__ASSIGNMENT 1__:
In the study summary on enteric glial cells, which cell line was exposed to hyperglycemia stress in the in vitro studies?
__ASSIGNMENT 2__:
List every measure that the study summary on enteric glial cells says was assessed in the in vitro studies.
__ASSIGNMENT 3__:
Go on with the study summary on enteric glial cells and diabetic damage, starting after its last sentence.

__TEXT__:
______________________________

Discussion
Our findings suggest that the redoxosomes/p66SHC signaling is involved in the oxidative damage of EGCs during the pathological process of DGD. This signaling cascade may represent a potential therapeutic target for the treatment of DGD.
Methods
In in vitro studies, enteric glial cell line CRL-2690 was exposed to hyperglycemia stress, and cell viability, cell apoptosis and oxidative damage were assessed. In in vivo studies, STZ-induced diabetic mice were constructed, and cell apoptosis and oxidative damage of EGCs in the duodenum of DM mice were assessed.

______________________________

[Photo-based referring expression data]
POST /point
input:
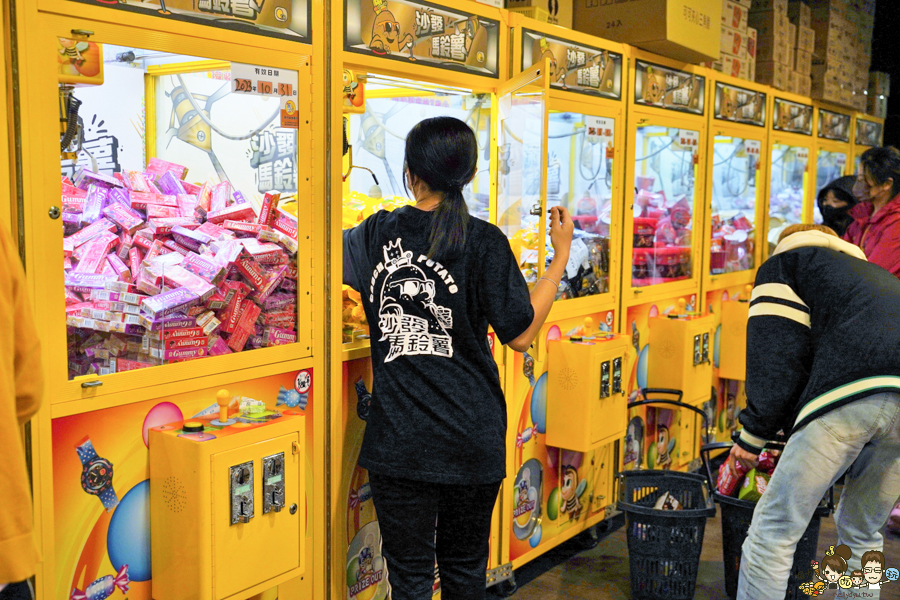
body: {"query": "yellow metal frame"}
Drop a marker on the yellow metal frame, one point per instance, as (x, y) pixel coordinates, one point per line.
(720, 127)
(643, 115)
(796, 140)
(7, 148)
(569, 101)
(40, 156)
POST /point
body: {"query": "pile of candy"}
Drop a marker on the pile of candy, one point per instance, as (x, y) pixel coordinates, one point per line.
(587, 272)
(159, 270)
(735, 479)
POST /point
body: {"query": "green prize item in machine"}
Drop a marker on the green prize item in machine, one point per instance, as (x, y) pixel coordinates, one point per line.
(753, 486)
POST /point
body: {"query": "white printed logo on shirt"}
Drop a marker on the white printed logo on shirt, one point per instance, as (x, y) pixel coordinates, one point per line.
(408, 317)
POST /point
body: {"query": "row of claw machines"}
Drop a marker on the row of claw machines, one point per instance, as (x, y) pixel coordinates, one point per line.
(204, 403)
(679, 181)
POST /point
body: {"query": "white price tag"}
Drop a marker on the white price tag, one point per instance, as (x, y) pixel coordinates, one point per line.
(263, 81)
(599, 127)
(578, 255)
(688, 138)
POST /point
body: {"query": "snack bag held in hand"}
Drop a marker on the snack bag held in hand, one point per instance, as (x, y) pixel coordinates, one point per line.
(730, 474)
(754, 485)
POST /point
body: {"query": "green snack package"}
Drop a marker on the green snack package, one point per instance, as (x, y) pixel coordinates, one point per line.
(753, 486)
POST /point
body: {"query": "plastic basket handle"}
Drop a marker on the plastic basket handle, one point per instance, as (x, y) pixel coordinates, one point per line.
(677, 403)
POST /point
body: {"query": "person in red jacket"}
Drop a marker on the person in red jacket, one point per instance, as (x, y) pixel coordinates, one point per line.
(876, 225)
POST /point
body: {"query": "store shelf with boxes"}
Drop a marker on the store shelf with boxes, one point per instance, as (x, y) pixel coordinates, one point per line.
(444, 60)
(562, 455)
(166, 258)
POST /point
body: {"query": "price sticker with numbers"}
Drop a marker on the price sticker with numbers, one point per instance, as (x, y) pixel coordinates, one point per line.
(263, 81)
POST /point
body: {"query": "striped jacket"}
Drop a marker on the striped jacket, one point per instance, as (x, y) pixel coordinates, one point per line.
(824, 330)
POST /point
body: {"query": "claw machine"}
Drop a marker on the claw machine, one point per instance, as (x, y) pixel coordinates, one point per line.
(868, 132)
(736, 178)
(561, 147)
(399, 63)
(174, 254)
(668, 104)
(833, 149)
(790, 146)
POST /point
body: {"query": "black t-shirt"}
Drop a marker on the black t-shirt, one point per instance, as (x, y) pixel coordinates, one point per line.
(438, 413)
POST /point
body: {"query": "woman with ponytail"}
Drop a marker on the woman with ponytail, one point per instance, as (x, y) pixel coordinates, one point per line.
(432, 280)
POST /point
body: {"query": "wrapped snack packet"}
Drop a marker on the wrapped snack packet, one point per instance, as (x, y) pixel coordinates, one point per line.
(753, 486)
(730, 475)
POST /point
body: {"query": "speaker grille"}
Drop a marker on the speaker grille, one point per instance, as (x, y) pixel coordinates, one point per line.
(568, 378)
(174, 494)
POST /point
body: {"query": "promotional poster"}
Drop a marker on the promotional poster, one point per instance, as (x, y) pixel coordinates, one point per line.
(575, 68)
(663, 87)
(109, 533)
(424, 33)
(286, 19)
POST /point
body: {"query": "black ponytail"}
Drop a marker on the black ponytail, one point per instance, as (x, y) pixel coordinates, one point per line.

______________________________

__YOUR RESPONSE 1__:
The enteric glial cell line CRL-2690.

__YOUR RESPONSE 2__:
Cell viability, cell apoptosis, and oxidative damage.

__YOUR RESPONSE 3__:
Results
The results showed that hyperglycemic stress markedly induced oxidative damage of EGCs in in vitro and in vivo models of DM. This damage was found to be dependent on the activation of redoxosomes, which involved the phosphorylation of SRC and Vav2, the up-regulation of active RAC1-GTP, and the activation of NADPH oxidase (NOX). Moreover, inhibitors of redoxosomes, such as the RAC1 inhibitor NSC23766 and the NOX inhibitor VAS2870, effectively mitigated the hyperglycemic stress-induced oxidative damage of EGCs. Additionally, inhibition of p66SHC, a downstream target of redoxosomes, attenuated oxidative damage of EGCs under hyperglycemic stress.